====== 原文

おいしい朝ごはんにありついて、ご機嫌で歩いていると、SJPPで一緒に受付を済ませた韓国人青年、ワンくんに会った。足が痛くなってきたからスビリに泊まるつもり、という彼と、そのまま一緒に歩く。スビリでランチ食べない?と誘われたけど、ついさっきトルティージャを食べたばかりでおなかすいてないし、早めにララソーニャに着きたかったので、私は街にも入らずに、スビリはスルーすることにした。

 

...なので、12時前の時点でもはやスビリに空きベッドはなかった、ということなんか知らなかったよ!

 

ワンくんと別れて快調に進む。林を抜けるダートの小道を、結構でかめのリュックを背負ったうえ、巨大なソフトキャリーバッグをずるずると引きずりながら歩く男性がいた。数歩進むたびに、重そうなキャリーは倒れまくっている。オフロードでそのキャリーひきずるのはしんどいやろ。

============
====== 表示された行

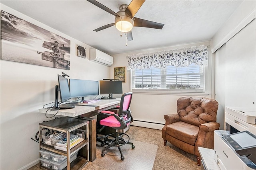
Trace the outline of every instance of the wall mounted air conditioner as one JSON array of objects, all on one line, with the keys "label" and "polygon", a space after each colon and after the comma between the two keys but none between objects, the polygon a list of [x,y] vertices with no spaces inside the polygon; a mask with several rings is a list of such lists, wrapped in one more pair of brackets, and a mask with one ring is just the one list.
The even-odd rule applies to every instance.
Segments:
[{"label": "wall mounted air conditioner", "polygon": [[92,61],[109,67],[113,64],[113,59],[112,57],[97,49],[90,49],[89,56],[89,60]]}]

============
====== 表示された行

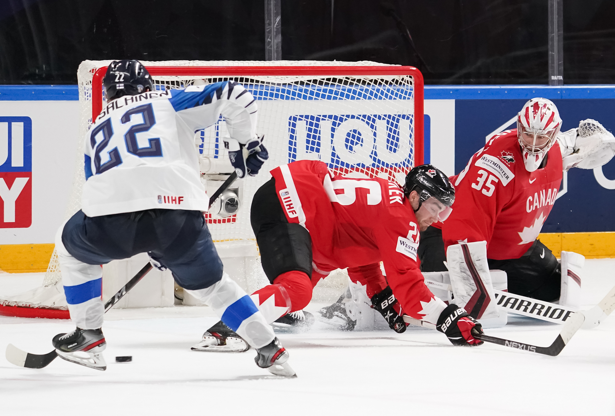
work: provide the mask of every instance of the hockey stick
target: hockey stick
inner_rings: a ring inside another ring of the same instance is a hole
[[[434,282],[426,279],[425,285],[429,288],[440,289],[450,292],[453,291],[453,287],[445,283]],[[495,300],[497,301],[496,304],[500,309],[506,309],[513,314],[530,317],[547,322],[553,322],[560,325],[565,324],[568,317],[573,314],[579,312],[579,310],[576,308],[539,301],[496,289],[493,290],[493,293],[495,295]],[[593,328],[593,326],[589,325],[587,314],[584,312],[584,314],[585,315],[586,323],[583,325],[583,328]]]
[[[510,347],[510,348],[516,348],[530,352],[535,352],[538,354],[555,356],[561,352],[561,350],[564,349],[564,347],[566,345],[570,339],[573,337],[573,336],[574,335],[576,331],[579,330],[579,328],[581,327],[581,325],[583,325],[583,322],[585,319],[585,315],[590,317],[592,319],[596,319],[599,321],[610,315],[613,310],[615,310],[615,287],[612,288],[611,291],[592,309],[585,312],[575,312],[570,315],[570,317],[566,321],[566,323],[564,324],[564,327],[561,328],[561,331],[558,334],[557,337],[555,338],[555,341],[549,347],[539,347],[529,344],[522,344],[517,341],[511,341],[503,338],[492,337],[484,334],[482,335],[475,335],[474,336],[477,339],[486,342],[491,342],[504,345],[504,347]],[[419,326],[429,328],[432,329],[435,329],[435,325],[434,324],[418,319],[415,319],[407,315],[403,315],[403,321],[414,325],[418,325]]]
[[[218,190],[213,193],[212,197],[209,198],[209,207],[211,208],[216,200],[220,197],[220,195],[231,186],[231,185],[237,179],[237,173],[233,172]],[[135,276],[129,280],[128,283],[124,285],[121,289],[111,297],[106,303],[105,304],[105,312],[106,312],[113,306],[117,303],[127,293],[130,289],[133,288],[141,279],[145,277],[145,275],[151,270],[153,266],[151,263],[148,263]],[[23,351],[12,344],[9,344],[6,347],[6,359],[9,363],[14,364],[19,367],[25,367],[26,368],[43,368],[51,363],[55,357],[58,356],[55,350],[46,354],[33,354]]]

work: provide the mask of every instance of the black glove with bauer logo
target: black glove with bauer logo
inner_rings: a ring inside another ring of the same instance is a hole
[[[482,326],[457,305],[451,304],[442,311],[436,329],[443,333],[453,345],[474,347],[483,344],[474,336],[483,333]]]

============
====== 表示された行

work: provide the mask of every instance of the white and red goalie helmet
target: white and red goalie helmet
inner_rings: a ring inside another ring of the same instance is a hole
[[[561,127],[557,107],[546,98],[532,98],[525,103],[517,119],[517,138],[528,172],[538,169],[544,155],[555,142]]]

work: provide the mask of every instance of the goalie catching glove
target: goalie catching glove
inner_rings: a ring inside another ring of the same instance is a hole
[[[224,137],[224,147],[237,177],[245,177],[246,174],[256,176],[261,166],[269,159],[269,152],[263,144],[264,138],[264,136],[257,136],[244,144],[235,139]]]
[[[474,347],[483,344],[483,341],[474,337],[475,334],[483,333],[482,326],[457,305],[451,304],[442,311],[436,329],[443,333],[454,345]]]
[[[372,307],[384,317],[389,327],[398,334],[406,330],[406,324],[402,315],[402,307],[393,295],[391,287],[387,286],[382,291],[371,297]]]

============

問題: スビリ付近の道中記から、「おいしい朝ごはんにありついて」以降「うことなんか知らなかったよ!」までの全文を正確に書き写してください。 上の行は参照しなくてかまいません。

解答:
おいしい朝ごはんにありついて、ご機嫌で歩いていると、SJPPで一緒に受付を済ませた韓国人青年、ワンくんに会った。足が痛くなってきたからスビリに泊まるつもり、という彼と、そのまま一緒に歩く。スビリでランチ食べない?と誘われたけど、ついさっきトルティージャを食べたばかりでおなかすいてないし、早めにララソーニャに着きたかったので、私は街にも入らずに、スビリはスルーすることにした。

 

...なので、12時前の時点でもはやスビリに空きベッドはなかった、ということなんか知らなかったよ!